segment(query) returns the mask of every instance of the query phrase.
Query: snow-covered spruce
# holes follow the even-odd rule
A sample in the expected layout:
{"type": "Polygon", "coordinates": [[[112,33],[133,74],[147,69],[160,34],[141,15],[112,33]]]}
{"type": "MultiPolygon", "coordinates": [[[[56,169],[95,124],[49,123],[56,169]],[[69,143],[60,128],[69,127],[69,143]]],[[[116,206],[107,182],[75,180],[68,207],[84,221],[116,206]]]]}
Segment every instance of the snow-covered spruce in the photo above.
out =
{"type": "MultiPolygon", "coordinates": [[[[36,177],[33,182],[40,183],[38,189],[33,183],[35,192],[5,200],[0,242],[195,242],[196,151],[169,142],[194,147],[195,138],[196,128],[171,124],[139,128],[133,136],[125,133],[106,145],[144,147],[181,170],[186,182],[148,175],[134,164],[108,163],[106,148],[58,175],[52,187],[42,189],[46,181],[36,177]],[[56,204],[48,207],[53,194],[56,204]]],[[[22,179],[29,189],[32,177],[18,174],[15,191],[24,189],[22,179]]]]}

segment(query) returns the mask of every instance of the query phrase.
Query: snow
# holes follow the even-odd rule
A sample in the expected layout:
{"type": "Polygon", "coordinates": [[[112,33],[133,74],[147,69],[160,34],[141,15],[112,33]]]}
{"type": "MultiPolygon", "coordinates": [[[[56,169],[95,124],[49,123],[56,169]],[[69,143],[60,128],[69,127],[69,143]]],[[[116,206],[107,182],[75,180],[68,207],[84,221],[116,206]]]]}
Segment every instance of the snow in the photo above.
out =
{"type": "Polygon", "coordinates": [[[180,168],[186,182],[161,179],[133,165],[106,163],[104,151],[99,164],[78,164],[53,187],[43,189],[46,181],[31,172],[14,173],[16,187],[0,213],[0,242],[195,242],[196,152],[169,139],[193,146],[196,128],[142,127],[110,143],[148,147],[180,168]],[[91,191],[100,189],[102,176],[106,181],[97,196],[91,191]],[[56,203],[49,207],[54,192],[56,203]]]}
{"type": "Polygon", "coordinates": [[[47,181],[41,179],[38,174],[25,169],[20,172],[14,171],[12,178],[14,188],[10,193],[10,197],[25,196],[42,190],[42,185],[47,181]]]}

• **YOUR GOAL**: Copy out each record exactly as given, omitting none.

• **RESULT OF THIS TASK**:
segment(query) returns the mask of every instance of the query phrase.
Query: snow-covered spruce
# holes follow the even-odd rule
A sample in the expected layout:
{"type": "Polygon", "coordinates": [[[112,33],[133,74],[147,69],[160,34],[141,15],[112,33]]]}
{"type": "MultiPolygon", "coordinates": [[[[56,169],[95,124],[49,123],[56,169]],[[69,143],[60,128],[69,127],[69,143]]],[[[116,206],[107,182],[75,180],[68,207],[84,221],[116,206]]]]}
Segment every instance of the snow-covered spruce in the photo above.
out =
{"type": "MultiPolygon", "coordinates": [[[[36,177],[33,182],[40,183],[38,189],[33,183],[35,192],[5,200],[0,242],[195,242],[196,151],[169,142],[194,147],[195,138],[196,128],[171,124],[139,128],[133,136],[125,133],[106,145],[144,147],[181,170],[186,182],[148,175],[134,164],[108,163],[106,148],[58,175],[52,187],[42,189],[46,181],[36,177]],[[56,204],[48,207],[53,194],[56,204]]],[[[22,179],[29,189],[32,177],[18,174],[15,191],[24,189],[22,179]]]]}

segment(query) returns the mask of every instance of the query phrase.
Query: snow
# holes follow the even-odd rule
A sample in the expected layout:
{"type": "Polygon", "coordinates": [[[112,33],[133,74],[147,69],[160,34],[141,15],[112,33]]]}
{"type": "MultiPolygon", "coordinates": [[[[56,169],[95,124],[49,123],[56,169]],[[69,143],[60,128],[69,127],[69,143]]],[[[116,206],[107,182],[75,180],[68,207],[84,221],[116,206]]]]}
Segment every instance of the snow in the photo above.
out =
{"type": "Polygon", "coordinates": [[[180,168],[186,182],[161,179],[133,165],[106,163],[104,151],[99,164],[78,164],[53,187],[43,189],[46,181],[31,172],[14,173],[16,187],[0,213],[0,242],[195,242],[196,152],[169,139],[193,146],[196,128],[142,127],[110,143],[148,147],[180,168]],[[91,191],[100,189],[102,176],[106,181],[97,196],[91,191]],[[56,203],[49,207],[54,192],[56,203]]]}
{"type": "Polygon", "coordinates": [[[47,181],[41,179],[38,174],[25,169],[20,172],[14,171],[12,178],[14,188],[10,193],[10,197],[25,196],[42,190],[42,185],[47,181]]]}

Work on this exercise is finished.